== Work required ==
All the lines below should be set down exactly, with no picture carried into the copy.

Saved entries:

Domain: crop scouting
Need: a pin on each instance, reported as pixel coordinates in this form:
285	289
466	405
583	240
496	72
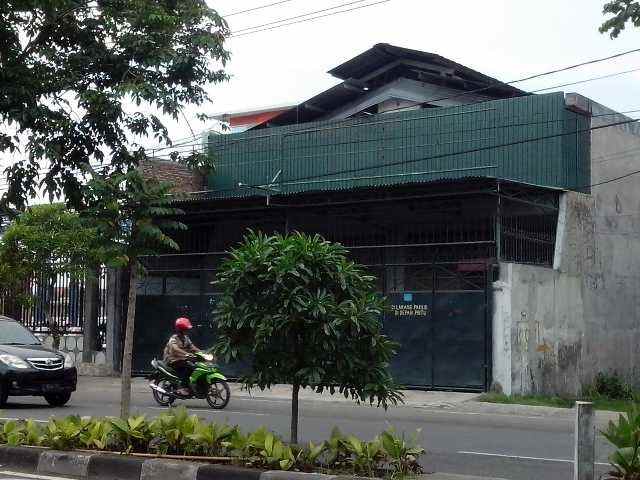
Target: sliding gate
440	319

== Result of the task ==
Domain: crop scouting
Need: a pin on each instance, reported as pixel coordinates in this form:
285	289
466	405
583	240
496	72
Target: sliding gate
440	319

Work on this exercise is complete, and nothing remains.